Only the line containing "Expected: one point per instance of the leafy" and those after it, up to the end of the records below, are to be set down, exactly as written.

***** Records for this exercise *****

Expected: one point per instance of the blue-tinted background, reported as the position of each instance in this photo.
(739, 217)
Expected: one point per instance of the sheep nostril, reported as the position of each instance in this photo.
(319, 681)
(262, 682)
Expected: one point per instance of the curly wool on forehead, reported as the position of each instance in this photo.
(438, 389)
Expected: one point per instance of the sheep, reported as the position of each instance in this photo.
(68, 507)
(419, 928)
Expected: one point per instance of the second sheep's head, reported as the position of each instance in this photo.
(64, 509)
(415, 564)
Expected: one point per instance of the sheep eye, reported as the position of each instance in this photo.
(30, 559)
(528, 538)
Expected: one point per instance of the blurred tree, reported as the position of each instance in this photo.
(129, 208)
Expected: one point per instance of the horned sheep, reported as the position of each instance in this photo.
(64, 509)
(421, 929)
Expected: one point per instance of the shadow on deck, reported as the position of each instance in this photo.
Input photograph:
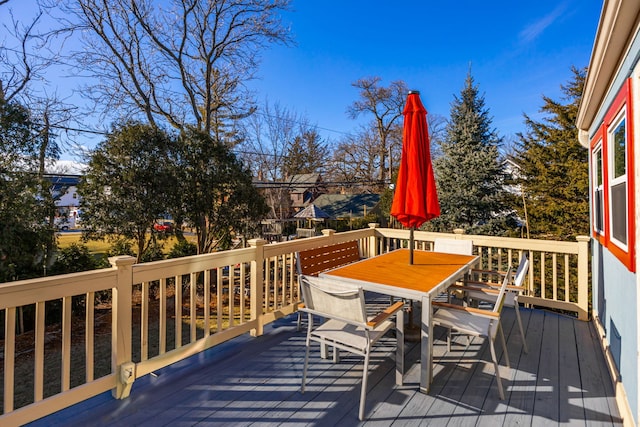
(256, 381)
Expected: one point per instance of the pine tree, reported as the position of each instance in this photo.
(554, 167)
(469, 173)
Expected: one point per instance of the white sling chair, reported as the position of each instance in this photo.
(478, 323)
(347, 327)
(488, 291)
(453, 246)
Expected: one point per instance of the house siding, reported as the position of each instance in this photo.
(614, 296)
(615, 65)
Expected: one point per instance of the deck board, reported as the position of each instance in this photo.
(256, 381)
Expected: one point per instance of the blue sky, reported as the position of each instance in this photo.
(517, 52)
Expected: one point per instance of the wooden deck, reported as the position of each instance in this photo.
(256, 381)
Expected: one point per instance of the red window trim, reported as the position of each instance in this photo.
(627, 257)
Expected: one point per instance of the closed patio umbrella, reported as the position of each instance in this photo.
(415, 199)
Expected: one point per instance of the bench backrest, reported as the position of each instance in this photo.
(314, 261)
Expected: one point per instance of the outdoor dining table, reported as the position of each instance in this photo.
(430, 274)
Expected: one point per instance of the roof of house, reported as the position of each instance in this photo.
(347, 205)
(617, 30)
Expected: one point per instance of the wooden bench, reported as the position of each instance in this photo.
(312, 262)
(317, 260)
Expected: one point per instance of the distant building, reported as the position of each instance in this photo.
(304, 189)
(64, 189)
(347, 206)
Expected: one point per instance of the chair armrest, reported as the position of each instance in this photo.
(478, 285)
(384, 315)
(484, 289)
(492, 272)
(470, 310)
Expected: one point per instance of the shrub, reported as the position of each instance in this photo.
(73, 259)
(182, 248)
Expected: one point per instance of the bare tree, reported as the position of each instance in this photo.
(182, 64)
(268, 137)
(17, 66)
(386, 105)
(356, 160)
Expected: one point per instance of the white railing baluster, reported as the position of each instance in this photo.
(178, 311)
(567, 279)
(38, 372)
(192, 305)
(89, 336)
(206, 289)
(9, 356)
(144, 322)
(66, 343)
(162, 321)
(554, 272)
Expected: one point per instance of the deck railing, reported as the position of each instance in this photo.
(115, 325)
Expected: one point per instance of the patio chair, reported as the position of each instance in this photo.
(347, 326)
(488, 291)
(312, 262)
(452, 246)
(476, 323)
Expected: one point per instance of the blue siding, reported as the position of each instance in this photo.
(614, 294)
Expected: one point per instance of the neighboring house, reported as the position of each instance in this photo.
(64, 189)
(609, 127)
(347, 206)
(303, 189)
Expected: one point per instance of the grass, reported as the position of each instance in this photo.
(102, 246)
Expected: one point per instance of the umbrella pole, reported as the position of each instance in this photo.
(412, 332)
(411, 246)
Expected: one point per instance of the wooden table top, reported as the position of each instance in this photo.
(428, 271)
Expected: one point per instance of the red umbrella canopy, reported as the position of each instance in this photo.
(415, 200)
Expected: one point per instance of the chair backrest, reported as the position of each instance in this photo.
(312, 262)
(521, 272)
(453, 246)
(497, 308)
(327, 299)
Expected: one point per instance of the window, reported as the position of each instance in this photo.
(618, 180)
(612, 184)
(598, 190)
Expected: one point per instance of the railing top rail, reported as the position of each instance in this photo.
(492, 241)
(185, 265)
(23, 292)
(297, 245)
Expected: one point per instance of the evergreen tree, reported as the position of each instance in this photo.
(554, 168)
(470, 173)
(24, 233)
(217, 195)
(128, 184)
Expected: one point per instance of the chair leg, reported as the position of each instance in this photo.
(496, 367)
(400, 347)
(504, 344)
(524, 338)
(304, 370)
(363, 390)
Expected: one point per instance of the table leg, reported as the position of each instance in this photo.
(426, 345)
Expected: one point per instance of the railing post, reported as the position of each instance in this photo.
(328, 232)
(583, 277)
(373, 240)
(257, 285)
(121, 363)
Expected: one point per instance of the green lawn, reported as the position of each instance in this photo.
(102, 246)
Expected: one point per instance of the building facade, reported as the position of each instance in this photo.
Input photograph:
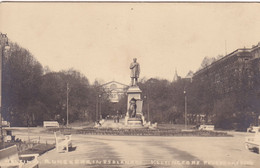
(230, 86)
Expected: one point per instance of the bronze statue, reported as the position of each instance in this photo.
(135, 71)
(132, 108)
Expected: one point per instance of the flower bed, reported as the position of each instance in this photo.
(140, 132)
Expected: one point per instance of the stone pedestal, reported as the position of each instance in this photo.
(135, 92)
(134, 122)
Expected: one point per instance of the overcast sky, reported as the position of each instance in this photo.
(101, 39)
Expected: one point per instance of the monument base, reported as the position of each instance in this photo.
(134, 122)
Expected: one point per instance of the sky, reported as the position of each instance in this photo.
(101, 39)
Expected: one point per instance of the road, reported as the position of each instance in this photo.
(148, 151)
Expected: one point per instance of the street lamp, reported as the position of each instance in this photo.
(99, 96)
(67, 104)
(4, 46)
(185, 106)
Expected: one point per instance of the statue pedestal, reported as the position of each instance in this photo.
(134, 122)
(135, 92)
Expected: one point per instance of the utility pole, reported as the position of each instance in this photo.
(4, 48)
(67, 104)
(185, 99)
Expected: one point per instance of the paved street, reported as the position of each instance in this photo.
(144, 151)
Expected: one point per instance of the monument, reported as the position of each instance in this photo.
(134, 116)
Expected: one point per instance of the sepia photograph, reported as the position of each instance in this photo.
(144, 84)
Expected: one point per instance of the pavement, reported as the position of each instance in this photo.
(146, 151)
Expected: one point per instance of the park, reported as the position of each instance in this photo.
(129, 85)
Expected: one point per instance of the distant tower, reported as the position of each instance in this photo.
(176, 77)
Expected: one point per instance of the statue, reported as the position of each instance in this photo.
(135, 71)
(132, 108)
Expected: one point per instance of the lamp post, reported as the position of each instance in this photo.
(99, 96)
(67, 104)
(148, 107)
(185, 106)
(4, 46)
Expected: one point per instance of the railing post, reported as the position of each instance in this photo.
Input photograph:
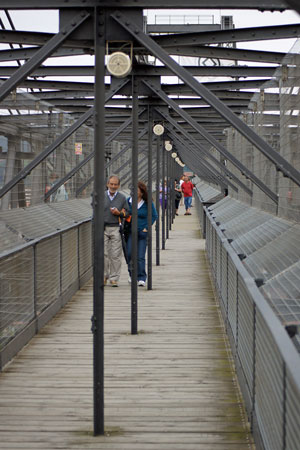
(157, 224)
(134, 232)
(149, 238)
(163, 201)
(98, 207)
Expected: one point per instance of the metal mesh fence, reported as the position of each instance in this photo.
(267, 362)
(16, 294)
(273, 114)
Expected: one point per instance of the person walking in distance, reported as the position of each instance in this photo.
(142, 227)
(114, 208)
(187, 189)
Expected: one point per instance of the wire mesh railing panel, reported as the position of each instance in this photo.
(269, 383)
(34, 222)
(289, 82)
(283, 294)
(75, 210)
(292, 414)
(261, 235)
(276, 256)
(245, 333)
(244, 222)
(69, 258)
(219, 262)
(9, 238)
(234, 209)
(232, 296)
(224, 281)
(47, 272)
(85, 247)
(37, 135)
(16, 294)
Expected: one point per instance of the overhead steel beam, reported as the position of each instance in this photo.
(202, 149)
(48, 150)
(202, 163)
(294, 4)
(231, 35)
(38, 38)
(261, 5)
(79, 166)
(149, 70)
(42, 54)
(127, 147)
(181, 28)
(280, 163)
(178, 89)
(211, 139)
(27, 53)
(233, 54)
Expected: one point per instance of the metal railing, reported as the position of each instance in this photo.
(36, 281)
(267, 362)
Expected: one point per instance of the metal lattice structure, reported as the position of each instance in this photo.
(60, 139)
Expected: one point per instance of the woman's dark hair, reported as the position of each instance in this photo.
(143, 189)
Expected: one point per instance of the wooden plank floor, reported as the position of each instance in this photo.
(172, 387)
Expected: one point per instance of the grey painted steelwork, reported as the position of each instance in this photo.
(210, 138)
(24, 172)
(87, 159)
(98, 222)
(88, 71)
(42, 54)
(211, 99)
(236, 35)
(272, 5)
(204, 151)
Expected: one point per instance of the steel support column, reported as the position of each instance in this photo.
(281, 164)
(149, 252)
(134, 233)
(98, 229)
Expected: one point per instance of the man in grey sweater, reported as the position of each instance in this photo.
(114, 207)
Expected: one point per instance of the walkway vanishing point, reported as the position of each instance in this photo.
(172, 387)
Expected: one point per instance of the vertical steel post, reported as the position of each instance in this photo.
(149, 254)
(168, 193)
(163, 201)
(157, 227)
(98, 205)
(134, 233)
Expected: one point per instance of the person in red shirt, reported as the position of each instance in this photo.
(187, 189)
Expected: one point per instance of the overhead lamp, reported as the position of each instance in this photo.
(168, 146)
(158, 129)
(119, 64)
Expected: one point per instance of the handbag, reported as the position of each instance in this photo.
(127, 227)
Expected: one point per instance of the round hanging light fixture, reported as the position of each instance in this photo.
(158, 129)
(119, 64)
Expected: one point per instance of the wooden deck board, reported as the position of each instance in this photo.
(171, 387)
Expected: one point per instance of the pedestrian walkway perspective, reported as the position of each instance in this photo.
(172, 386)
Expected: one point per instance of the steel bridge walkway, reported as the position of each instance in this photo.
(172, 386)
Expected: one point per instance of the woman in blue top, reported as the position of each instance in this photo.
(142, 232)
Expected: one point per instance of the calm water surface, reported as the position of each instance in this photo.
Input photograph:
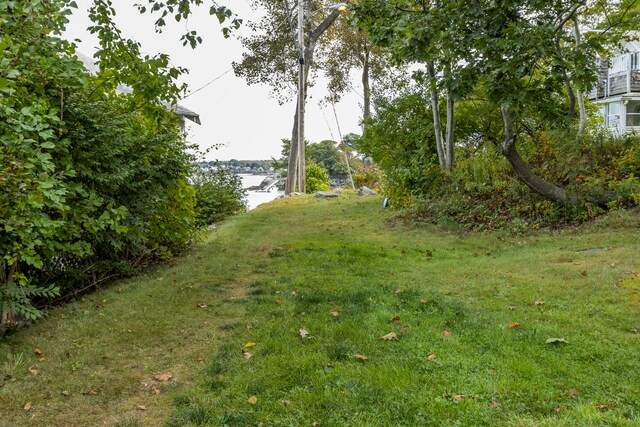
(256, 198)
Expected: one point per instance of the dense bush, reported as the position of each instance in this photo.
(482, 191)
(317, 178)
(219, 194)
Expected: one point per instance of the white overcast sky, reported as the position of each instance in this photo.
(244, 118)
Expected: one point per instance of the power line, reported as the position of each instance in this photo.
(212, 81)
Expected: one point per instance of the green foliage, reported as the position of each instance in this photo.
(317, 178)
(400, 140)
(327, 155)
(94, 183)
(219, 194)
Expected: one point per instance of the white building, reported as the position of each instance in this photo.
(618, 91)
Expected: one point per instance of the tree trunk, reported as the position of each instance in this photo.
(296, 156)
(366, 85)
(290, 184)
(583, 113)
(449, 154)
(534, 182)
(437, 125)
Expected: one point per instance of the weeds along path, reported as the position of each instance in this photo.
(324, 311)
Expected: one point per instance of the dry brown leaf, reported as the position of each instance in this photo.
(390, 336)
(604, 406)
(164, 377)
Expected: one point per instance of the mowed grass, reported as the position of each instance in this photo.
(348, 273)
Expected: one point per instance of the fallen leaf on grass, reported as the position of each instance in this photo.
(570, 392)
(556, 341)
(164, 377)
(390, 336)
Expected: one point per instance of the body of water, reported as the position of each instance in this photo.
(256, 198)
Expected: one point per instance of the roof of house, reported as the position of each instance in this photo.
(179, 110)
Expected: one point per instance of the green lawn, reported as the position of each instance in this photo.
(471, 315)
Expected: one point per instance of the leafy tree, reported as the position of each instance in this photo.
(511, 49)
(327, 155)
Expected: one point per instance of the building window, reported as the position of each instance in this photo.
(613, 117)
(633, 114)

*****

Answer to the problem:
Expected: one point per instance of the leafy tree, reported as the position of each instance in this photo.
(511, 49)
(327, 155)
Expected: one point per instance of the building window, reported as the position of each instance in this photo.
(613, 117)
(633, 114)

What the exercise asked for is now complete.